**** Angezeigter Textauszug
Klartext oder nicht, das zeigt sich im Alltag schon darin, ob ein Unternehmen in der Lage ist, verbindliche Auskünfte zu geben und verlässliche Zusagen zu machen. Neulich ruft mich zum Beispiel jemand von einem Verein aus der Fußball-Bundesliga an. Vor zwei Jahren war er noch bei einer anderen Firma, hat damals einen Vortrag von mir gehört und würde mich jetzt gern als Redner buchen. Ich sage, wann ich Zeit habe und was es kostet. Er sagt, okay, bei dieser Honorarhöhe geht das nicht so einfach, aber er klärt das mit dem Sponsor und meldet sich innerhalb von drei Wochen. Das ist Klartext. Ich kann die Sache für mich erst einmal abhaken und muss dem Mann und seinem Verein nicht hinterherlaufen.
********
**** Ausgangsmaterial
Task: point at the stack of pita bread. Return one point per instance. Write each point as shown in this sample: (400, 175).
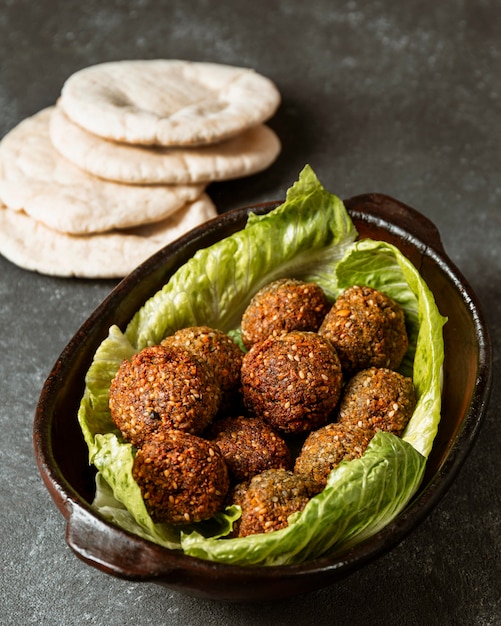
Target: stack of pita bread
(118, 167)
********
→ **Zu erledigende Aufgaben**
1. Beantworten Sie anhand des Textauszugs folgende Fragen:
(a) Woran zeigt sich im Alltag, ob ein Unternehmen Klartext redet?
(b) Wo war der Anrufer vor zwei Jahren noch?
(c) Innerhalb welcher Frist will sich der Anrufer melden?
2. Extrahieren Sie aus dem Textauszug den Wortlaut, beginnend bei „Klartext oder nicht, das“ und endend bei „Verein nicht hinterherlaufen.“.
3. Fassen Sie den Absatz des Textauszugs, der mit „Klartext oder nicht“ beginnt, als Aufzählung zusammen. Behalten Sie dabei die wesentlichen Fakten bei.

→ **Ergebnisse je Aufgabe**
1.
(a) Daran, ob es in der Lage ist, verbindliche Auskünfte zu geben und verlässliche Zusagen zu machen.
(b) Bei einer anderen Firma.
(c) Innerhalb von drei Wochen.

2.
Klartext oder nicht, das zeigt sich im Alltag schon darin, ob ein Unternehmen in der Lage ist, verbindliche Auskünfte zu geben und verlässliche Zusagen zu machen. Neulich ruft mich zum Beispiel jemand von einem Verein aus der Fußball-Bundesliga an. Vor zwei Jahren war er noch bei einer anderen Firma, hat damals einen Vortrag von mir gehört und würde mich jetzt gern als Redner buchen. Ich sage, wann ich Zeit habe und was es kostet. Er sagt, okay, bei dieser Honorarhöhe geht das nicht so einfach, aber er klärt das mit dem Sponsor und meldet sich innerhalb von drei Wochen. Das ist Klartext. Ich kann die Sache für mich erst einmal abhaken und muss dem Mann und seinem Verein nicht hinterherlaufen.

3.
- Klartext zeigt sich im Alltag daran, ob ein Unternehmen verbindliche Auskünfte geben und verlässliche Zusagen machen kann.
- Beispiel: Ein Anrufer von einem Verein der Fußball-Bundesliga will mich als Redner buchen. Er hat vor zwei Jahren, damals noch bei einer anderen Firma, einen Vortrag von mir gehört.
- Ich nenne meine freien Termine und das Honorar.
- Der Anrufer sagt, dass diese Honorarhöhe nicht ohne Weiteres machbar ist. Er will das mit dem Sponsor klären und sich innerhalb von drei Wochen melden.
- Das ist Klartext: Ich kann die Sache vorerst abhaken und muss dem Anrufer und seinem Verein nicht hinterherlaufen.